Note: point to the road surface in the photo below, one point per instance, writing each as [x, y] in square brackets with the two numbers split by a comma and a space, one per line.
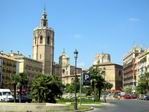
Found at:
[124, 106]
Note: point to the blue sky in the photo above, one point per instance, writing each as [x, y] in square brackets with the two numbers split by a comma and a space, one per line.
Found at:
[91, 26]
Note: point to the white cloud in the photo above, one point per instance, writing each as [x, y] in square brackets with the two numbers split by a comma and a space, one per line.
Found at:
[134, 19]
[77, 36]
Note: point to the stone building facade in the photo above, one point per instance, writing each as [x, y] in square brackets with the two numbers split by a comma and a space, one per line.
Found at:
[8, 67]
[113, 73]
[129, 67]
[43, 45]
[67, 71]
[27, 65]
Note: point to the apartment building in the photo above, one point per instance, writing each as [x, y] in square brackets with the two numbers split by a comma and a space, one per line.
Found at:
[112, 72]
[8, 67]
[27, 65]
[129, 67]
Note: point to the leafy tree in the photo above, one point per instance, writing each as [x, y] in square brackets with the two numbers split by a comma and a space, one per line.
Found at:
[107, 85]
[20, 80]
[97, 79]
[70, 88]
[46, 88]
[127, 89]
[143, 83]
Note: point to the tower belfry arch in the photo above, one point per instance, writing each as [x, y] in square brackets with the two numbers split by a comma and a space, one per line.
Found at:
[43, 44]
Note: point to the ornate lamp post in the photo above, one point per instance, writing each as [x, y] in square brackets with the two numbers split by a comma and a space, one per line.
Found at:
[75, 98]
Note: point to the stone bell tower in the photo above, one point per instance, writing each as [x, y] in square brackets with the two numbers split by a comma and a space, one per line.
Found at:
[43, 45]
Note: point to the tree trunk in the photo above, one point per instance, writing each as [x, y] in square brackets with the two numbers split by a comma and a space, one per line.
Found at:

TO DO: Reproduce the whole listing above verbatim, line by line, and leave the picture out of your copy.

COMPLETE RESPONSE:
Note: point to the road surface in the photo below, one point per instance, writing each as [x, y] in square brackets with the two numbers split by a comma and a space, one per line.
Found at:
[124, 106]
Note: point to the blue sky in the photo above, one point per instance, writing each as [x, y] in square brackets with the two numbers split by a comma and a space, one per line.
Found at:
[91, 26]
Note: point to the white cloud in the photo above, one point per instance, writing each as [x, y] in square brackets with the two numbers split by a comma and a space, one per line.
Found at:
[134, 19]
[77, 36]
Note: point to the stone building facade in the photo above, one point per instance, writing each as [x, y] in square brackets with the two numbers split by a comma and a space, one per line.
Found at:
[8, 67]
[113, 73]
[129, 67]
[43, 45]
[67, 71]
[27, 65]
Note: point to the apartment building in the photo above, one point per instance, writing each as [x, y] in square brackets with the two numbers split by a comma and a space, one per line.
Found at:
[112, 72]
[8, 67]
[27, 65]
[129, 67]
Note: point to the leafy tree in the photo above, one point per instance, writing each as [x, y] in square brackets with the two numbers split by a comma and a space, one per line.
Found at:
[107, 85]
[20, 80]
[97, 79]
[70, 88]
[46, 88]
[127, 89]
[143, 83]
Note: point to the tower belfry arch in the photo above, one point per instance, writing each as [x, y] in square brackets with the two numbers split by a comma and a space, one per line.
Found at:
[43, 44]
Note: point to the ornate lamp post in the photo above, one point per instance, writing each as [x, y] in square brackets with the two numbers split by a comma and a space, one per line.
Found at:
[75, 98]
Note: point to the stone bell tower in the photo above, one point per instance, writing each as [x, y] in square brackets with the two numbers split by a comma and a space, one per line.
Found at:
[43, 45]
Note: point to the tree trunk in the photo above, one point per instance, writing each as [x, y] in square brackets with the two numbers split by a comma and a space, one per line.
Found at:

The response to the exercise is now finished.